RUNNING TIME: 128 mins

REVIEWED BY: Dr Lenera, Official HCF Critic

 

 

Best friends Chon and Ben are successful marijuana growers living in Laguna Beach, California. Seeds smuggled out of Afghanistan yielded a particularly potent strain of marijuana that soon developed a wide customer base and made Chon and Ben very wealthy. The two share one woman, who calls herself O, as a girlfriend.  While Ben is doing charity work overseas, Chon and O receive a video from cartel enforcer Lado, a man they do not know. The video shows several severed heads and a chainsaw, leading them to worry about Ben, who they fear is one of the victims. However, Ben returns safely the next day, and Chon and Ben go to meet with a Mexican cartel which is determined to force a business deal with them.  After refusing the cartel’s offer for a partnership, Chon and Ben make plans with O to leave and go to Indonesia for a year, not telling her that they are fleeing the cartel, but the cartel’s leader Elena has other plans…..

Even if he has lost some of his edge and relevance in recent years, Oliver Stone’s films are always worth watching. Though certainly not anywhere near his best work, Savages is his most sheerly enjoyable picture in quite a while, yet it doesn’t seem to be getting a very good reception.  Perhaps people prefer Stone in ‘worthy’ mode; this is Stone in his U Turn idiom, simply having fun.  I feel that Stone has been undervalued since that time decades ago when he was churning out great movies like Salvador and Born On The Fourth Of July. His efforts remain noteworthy and Savages, a vicious tale of drug-dealing and deception, is a good reminder that Stone started his career writing scripts for pure exploitation films like The HandSavages doesn’t really try to say anything, except that dealing drugs big- time is going to lead to trouble, but it’s constantly involving to the point I didn’t really know what was going to happen next and it is also clearly made for adults.  In a Hollywood plagued by an obsession to appeal to the ‘kids’, Stone makes films his way and hurrah to that.

I have read criticism to the effect that the lifestyle of our two ‘heroes’ is likeable in a way that is wrong, but I say “sod that”; the fact that we are clearly made to envy at least some of their lifestyle at the start of the film is a reminder that Stone himself is a committed dope smoker and this, in a way, could represent a kind of paradise, albeit a paradise that soon goes wrong.  Though the film opens with a brutal execution, something that Chon and Ben see, the early section gives us a vivid sense of their [at the time] great life.  O’s narration, which is a bit Sunset Boulevard-style, we don’t know if this is a dead or alive person who is telling us this story, takes us through brief flashbacks as we learn how Chon and Ben’s business came about.  Unfortunately, this is all so interesting one might wish the entire first half of the film details this, with the second half telling of the ‘fall’.  What really doesn’t work is that we are not shown how the ménage-a-trois came about.  You could also say that about Butch Cassidy And The Sundance Kid, but they got away with it in that film because of the great performances of the leads which suggested history.  In Savages, we are lumbered with Taylor Kitsch and Aaron Taylor-Johnson, and it’s not enough.

Supplied records =
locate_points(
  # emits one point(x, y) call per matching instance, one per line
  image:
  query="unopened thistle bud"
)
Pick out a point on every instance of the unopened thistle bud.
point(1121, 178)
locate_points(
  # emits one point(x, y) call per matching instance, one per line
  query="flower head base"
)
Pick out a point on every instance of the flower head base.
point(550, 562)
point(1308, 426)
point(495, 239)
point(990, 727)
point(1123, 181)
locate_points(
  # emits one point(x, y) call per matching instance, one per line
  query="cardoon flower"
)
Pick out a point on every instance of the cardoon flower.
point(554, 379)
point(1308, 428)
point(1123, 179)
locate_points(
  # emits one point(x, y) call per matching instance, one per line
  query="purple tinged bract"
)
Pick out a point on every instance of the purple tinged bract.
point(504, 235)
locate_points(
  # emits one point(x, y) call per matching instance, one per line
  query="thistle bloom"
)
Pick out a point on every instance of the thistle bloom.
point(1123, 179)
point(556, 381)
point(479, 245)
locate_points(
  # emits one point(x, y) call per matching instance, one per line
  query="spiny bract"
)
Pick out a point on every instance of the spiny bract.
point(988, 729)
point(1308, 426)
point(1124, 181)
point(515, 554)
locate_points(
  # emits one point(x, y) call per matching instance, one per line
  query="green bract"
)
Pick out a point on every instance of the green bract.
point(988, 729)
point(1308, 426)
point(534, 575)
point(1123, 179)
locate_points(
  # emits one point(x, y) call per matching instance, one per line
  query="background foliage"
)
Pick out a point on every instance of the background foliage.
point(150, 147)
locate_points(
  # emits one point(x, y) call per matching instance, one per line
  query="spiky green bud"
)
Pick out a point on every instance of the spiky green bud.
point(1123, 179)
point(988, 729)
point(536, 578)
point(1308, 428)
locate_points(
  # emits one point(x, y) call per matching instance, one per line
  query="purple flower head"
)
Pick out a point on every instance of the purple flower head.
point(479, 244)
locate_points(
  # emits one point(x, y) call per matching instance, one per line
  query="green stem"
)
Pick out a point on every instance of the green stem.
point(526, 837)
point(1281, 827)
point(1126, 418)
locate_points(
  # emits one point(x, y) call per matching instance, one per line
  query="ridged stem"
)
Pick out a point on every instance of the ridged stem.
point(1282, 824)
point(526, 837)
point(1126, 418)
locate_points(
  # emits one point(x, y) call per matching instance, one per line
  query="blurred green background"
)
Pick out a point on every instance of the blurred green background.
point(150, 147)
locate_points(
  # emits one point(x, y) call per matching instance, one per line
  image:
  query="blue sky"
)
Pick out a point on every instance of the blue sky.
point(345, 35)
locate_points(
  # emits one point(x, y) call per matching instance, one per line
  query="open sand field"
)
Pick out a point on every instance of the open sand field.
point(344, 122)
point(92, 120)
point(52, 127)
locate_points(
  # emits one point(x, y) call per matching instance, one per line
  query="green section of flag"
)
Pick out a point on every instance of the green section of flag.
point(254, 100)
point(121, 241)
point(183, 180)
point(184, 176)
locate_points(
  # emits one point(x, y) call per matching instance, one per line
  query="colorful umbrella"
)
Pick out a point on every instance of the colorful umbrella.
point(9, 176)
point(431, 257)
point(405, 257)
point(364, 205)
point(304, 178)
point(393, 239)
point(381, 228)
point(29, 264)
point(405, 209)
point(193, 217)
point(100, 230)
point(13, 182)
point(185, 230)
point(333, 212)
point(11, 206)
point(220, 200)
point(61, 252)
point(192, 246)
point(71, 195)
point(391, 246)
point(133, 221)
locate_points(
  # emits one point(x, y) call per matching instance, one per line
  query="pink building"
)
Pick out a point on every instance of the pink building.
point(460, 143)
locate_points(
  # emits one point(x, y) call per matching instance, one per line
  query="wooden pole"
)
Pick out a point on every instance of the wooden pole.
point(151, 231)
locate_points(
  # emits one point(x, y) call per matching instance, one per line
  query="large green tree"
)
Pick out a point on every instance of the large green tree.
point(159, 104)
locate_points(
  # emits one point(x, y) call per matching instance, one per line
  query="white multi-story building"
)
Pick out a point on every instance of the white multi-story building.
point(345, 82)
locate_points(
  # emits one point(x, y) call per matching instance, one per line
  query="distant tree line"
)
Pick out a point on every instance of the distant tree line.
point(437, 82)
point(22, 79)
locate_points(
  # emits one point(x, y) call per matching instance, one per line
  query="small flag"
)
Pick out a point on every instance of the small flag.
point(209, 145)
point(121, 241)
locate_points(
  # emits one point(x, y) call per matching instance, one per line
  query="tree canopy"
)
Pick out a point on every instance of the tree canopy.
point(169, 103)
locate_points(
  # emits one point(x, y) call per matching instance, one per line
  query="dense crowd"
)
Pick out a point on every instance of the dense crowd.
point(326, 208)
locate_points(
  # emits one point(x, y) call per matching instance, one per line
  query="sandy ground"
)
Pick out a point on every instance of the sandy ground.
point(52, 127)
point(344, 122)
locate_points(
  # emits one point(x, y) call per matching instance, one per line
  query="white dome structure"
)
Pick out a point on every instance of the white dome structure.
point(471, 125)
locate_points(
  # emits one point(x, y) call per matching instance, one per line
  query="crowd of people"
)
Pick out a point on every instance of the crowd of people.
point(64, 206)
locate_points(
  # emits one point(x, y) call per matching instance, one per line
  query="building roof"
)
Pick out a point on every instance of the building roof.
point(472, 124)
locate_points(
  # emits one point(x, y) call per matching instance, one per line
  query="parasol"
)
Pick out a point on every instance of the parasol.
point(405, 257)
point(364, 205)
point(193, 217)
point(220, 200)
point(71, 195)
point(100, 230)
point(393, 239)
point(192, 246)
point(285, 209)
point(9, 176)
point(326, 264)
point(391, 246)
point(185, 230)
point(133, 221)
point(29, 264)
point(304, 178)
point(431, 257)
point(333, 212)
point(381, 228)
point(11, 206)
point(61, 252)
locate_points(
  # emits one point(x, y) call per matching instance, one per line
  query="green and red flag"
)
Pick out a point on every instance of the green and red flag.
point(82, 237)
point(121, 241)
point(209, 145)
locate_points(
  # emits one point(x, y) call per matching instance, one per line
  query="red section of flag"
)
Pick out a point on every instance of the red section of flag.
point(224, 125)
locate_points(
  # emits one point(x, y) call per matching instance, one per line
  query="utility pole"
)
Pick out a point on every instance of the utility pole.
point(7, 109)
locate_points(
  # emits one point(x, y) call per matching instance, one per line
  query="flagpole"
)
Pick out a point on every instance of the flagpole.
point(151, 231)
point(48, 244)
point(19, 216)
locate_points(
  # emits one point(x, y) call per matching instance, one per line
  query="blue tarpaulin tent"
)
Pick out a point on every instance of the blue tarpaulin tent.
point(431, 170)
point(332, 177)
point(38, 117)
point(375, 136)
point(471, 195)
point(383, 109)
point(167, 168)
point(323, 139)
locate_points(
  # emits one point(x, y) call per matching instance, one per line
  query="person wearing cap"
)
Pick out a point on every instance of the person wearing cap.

Tasks =
A) In the review of Savages, where were the seeds smuggled from that yielded Chon and Ben's potent strain of marijuana?
B) Write the next part of the review of Savages, picking up after its final sentence.

Responses per task =
A) Afghanistan.

B)
This is one of those films where you almost route for the villains, because the standard of acting is far higher than those of the good guys and you can’t wait for their next appearance.  Benicio Del Toro, as the second in command Lado is simply terrifying in this film, he looks like he could go berserk at any time, and John Travolta is at his smug best as corrupt cop Dennis, but the revelation for me is Salma Hayek as Elena the head of the cartel. I’ve always admired her, but to be honest it’s mostly been for her looks and sexiness than her acting ability.  Here, she delivers a very rounded performance, and she’s helped immensely by a script that gives almost everyone decent ‘scenes’ to enable them to convince as real people. Hayek has a great scene where she sits at a dinner table with O, whom she has kidnapped, and reveals things about herself that makes you want to pity this seemingly cruel, heartless woman.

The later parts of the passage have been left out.